___ Provided passage ___
Market Matters: Pacific Overtures

More and more building materials are coming from such formerly unusual sources as China and Chile. Dealers are having trouble deciding whether to take them on or risk potential profits.

11 MIN READ

Tips for Dealing With Importers

Consider following this advice when approached by or considering a deal with a building materials importer:

  • Ask about lead time; shipments of custom-ordered, value-added products from China and other overseas markets might require up to 10 weeks of production and shipping time.
  • Investigate the manufacturer, if possible, or at least get assurances of the importer’s quality-control processes.
  • Demand samples of the product(s) being pitched and compare their quality with your existing sources.
  • Conduct a test (or two) with a trusted customer to evaluate the process, quality, and promises made by the importer.
  • Look for a track record by the importer and/or the product in other markets.

–Rich Binsacca

Getting Tough on Timber

A proposed federal law aims to stem the importation of illegally harvested timber.
___
Goals:
• 1. Answer these questions from the text on imported building materials:
(a) Which two countries does it name as formerly unusual sources of building materials?
(b) Up to how many weeks of production and shipping time might custom-ordered, value-added products from overseas require?
(c) What does the proposed federal law aim to stem?
• 2. Rewrite the part of the text on imported building materials that opens with the words containing "11 MIN READ" and closes with "in other markets.", putting "reliable customer" in place of "trusted customer".
___ Material shown ___
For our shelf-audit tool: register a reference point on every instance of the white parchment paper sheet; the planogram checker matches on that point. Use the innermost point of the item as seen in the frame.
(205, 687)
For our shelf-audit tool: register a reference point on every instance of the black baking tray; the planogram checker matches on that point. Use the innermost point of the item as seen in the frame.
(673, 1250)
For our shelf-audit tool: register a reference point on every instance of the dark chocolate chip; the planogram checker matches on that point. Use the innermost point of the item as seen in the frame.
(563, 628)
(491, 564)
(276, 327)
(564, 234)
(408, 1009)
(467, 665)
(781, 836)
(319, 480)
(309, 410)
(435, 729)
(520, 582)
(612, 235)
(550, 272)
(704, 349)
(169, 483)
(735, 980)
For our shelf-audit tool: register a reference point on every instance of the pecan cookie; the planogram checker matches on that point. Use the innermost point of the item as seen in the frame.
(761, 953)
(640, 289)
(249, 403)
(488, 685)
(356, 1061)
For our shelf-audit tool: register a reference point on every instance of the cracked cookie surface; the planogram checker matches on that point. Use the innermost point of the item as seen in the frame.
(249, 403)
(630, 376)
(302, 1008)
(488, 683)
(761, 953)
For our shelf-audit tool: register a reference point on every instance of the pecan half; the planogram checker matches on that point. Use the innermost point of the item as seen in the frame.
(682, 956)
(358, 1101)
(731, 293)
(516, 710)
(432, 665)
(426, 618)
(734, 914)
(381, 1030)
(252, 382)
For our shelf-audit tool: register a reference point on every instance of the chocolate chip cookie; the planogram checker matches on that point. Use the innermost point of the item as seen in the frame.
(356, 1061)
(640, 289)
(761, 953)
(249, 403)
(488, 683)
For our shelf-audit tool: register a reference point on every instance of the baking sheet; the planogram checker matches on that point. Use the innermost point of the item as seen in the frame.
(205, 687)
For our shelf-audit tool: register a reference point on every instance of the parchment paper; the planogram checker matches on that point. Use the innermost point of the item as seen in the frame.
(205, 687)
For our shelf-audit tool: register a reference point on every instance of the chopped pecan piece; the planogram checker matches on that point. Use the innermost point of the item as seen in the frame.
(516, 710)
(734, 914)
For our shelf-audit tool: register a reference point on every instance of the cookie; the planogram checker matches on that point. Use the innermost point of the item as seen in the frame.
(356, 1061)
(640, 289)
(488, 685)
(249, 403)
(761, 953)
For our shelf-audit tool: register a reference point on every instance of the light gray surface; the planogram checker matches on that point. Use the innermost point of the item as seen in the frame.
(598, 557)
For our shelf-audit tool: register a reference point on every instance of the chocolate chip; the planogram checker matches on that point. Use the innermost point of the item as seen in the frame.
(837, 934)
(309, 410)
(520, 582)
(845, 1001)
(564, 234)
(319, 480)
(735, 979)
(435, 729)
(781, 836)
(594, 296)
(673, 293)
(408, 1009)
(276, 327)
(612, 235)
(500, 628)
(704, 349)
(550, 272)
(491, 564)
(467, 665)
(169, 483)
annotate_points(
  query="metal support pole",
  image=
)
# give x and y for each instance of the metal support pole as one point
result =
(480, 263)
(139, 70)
___
___ Material shown ___
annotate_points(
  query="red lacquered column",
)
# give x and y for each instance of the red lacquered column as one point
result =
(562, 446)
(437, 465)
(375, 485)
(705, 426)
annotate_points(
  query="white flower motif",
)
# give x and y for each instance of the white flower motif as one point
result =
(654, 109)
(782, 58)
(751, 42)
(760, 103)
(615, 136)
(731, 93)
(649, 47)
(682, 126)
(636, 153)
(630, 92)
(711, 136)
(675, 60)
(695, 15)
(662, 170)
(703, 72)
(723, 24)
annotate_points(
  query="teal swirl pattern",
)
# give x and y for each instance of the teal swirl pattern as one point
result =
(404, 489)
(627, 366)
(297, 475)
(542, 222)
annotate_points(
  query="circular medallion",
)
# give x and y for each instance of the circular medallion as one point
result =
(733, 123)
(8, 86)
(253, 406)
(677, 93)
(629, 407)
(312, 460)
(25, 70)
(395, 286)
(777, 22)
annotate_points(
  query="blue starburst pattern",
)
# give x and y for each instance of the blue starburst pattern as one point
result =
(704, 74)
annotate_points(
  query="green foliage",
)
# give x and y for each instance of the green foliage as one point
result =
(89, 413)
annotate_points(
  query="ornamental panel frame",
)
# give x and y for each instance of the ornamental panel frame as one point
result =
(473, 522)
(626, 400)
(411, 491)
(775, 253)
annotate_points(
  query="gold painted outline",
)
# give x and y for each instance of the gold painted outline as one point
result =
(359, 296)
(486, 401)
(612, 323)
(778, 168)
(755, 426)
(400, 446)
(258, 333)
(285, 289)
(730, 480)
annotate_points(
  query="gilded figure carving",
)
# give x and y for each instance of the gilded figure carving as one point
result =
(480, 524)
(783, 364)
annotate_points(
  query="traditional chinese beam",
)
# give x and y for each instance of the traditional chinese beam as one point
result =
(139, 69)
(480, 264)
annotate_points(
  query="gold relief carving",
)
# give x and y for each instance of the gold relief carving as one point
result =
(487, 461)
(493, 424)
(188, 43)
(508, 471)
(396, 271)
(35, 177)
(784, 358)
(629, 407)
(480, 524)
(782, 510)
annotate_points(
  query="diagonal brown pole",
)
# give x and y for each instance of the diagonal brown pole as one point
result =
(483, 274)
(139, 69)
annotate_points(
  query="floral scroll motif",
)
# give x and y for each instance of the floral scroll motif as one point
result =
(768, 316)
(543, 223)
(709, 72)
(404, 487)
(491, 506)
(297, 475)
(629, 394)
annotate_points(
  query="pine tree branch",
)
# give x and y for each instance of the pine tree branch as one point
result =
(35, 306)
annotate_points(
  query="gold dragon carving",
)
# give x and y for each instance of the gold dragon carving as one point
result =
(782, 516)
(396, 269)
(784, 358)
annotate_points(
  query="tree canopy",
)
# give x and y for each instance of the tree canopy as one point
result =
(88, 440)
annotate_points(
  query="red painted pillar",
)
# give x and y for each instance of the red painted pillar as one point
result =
___
The solutions:
• 1.
(a) China and Chile.
(b) Up to 10 weeks.
(c) The importation of illegally harvested timber.

• 2.
11 MIN READ

Tips for Dealing With Importers

Consider following this advice when approached by or considering a deal with a building materials importer:

  • Ask about lead time; shipments of custom-ordered, value-added products from China and other overseas markets might require up to 10 weeks of production and shipping time.
  • Investigate the manufacturer, if possible, or at least get assurances of the importer’s quality-control processes.
  • Demand samples of the product(s) being pitched and compare their quality with your existing sources.
  • Conduct a test (or two) with a reliable customer to evaluate the process, quality, and promises made by the importer.
  • Look for a track record by the importer and/or the product in other markets.